§ Page:
Sunday night, I went digging for old scars in the mind or subtle bodies and realized an interesting concept.

Imagine a sphere of a gradually increasing diameter. Let's say the sphere gets a scar and as it grows, the area of the scar also grows larger. As time progresses, small scars appear on top of the large old scars. It starts to look like a fractal landscape or something, with ridges and mountains growing out of ridges and mountains. At some moment it's difficult to tell the old scars apart from the landscape. But also, the old scars have shaped all the other landscape features that have formed on top.

Rooted out one of those old scars and fell asleep. A lot of tension was released in the abdomen. Woke up and had diarrhea. Wasn't feeling too well that day. Shivered occasionally (for me it was cold) and found it quite difficult to form sentences. One of the colleagues mentioned he thought he smelled something burning and then suddenly the smell was gone. This reminded me that I had also had a similar event on Sunday (the smell of something too warm in a room without such heat sources).

Monday night I removed the pillow and slept on my back again, hoping for an OBE or something. Practised pulling myself together (literally, but shall explain that later). Somehow this associated with a spontaneous visualization of sitting at a bonfire, where the bonfire and the one sitting both felt like myself. In the physical realm, the bonfire happened to be located roughly at the heart chakra. At the same time, there was a tension at the third eye, I think. Also, a strong smell of clay burning was in the air. Eventually the heart chakra gave way and the blob of heat moved up to the head. Tried to maintain it at the bindu on top of the head but it wasn't enough to melt it open. Fell asleep.

A violent and "meh" dream of something medieval. Mayhaps I've played too much Divinity again?

§ Information given:
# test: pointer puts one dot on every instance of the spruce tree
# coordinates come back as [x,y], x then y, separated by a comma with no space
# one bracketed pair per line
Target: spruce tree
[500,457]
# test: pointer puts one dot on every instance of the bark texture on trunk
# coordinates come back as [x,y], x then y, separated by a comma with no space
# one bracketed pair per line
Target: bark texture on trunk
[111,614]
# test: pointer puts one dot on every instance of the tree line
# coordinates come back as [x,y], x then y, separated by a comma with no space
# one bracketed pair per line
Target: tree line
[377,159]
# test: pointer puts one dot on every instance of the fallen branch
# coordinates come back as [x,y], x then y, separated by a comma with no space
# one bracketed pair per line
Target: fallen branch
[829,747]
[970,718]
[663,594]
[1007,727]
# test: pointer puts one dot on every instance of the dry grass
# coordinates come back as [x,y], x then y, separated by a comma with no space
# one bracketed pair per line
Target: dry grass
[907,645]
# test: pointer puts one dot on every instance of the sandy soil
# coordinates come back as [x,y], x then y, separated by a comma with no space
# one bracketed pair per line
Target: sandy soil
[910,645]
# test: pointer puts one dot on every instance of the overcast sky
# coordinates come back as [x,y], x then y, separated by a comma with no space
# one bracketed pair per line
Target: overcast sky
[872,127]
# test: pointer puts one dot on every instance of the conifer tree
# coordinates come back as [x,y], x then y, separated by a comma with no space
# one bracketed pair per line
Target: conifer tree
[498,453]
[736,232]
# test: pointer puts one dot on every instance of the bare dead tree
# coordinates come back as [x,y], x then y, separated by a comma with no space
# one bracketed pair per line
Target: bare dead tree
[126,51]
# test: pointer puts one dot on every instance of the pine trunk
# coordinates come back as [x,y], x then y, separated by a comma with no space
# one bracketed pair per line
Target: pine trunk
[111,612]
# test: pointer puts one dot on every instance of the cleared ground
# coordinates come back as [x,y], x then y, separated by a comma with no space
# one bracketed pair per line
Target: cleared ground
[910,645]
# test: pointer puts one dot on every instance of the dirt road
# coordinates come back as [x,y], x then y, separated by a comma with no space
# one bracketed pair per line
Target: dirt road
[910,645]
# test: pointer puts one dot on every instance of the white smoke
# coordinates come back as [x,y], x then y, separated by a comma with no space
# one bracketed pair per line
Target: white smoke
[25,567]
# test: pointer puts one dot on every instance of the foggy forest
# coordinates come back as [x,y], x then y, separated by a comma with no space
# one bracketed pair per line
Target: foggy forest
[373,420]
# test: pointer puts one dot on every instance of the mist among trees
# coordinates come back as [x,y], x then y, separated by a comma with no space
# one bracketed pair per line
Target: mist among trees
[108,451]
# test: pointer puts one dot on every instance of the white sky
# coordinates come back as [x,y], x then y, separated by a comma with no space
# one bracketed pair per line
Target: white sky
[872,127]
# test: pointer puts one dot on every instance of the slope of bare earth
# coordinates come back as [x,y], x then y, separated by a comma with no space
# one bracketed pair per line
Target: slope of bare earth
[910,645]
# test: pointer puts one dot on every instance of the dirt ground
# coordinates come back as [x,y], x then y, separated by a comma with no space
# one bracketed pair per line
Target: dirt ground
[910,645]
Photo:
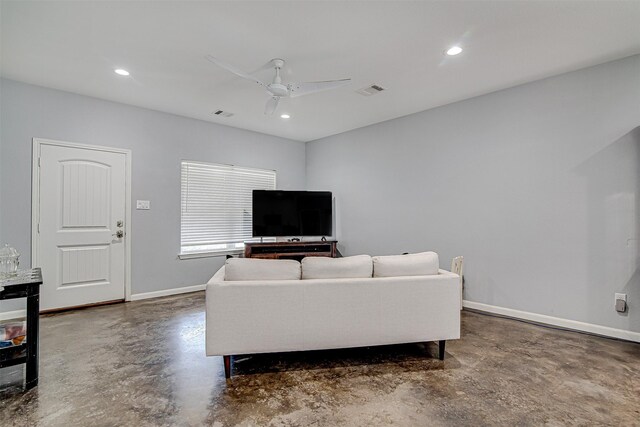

§ Given problem 1:
Name every chakra or energy point that the meditation journal mentions.
§ Given problem 2:
Carry on the meditation journal from its final sentence in the same first-person voice.
The items come from a separate source and are not part of the meditation journal.

§ Expected output 1:
heart chakra, third eye, bindu on top of the head

§ Expected output 2:
Suddenly I woke from the dream as a face appeared in front of me. I was sleeping while partially inside the wall, near the corner of the room. I found it strange that the ceiling was not white. Instead, there was wallpaper all over it. Very carefully did I observe the face that was staring at me. The face had distinct characteristics that had a faint similarity to the deceased uncle. But this was not my uncle. There was a Russian man in his 60s (I guess) staring at me. His eyebrows were white, his eyes were more apart than usual (but it still looked normal). Hmm .. wrote brown eyes at first, but when I think about it, it should've been gray eyes. He had faintly noticeable eye bags and wrinkles. Overall, his face was very vivid and consistent - nothing seemed abnormal or out of the ordinary. Well, except for the fact that he was in my room - entities shouldn't enter here. He had an aura of a long-time martial arts practitioner (blunt but at the same time accurate and gentle). He listed everything that was wrong with me:
  • low concentration,
  • low willpower,
  • indecisiveness,
  • lack of enthusiasm to wake up early,
  • lack of enthusiasm to work,
  • etc..
Wanted to object to some of his claims but realized it wouldn't be of any use.

He said some stuff that did not make too much sense (proposed a basic exercise, I think). He then asked questions, expecting me to answer .. in Russian? Come on ..

To be honest, out of political circumstances and propaganda, I'm a bit prejudiced against Russia and very cautious of people speaking Russian. Especially when they "invade" my dreamscape (the most sacred spot of land that the ego has).

Tried waking up for a few times, but could not.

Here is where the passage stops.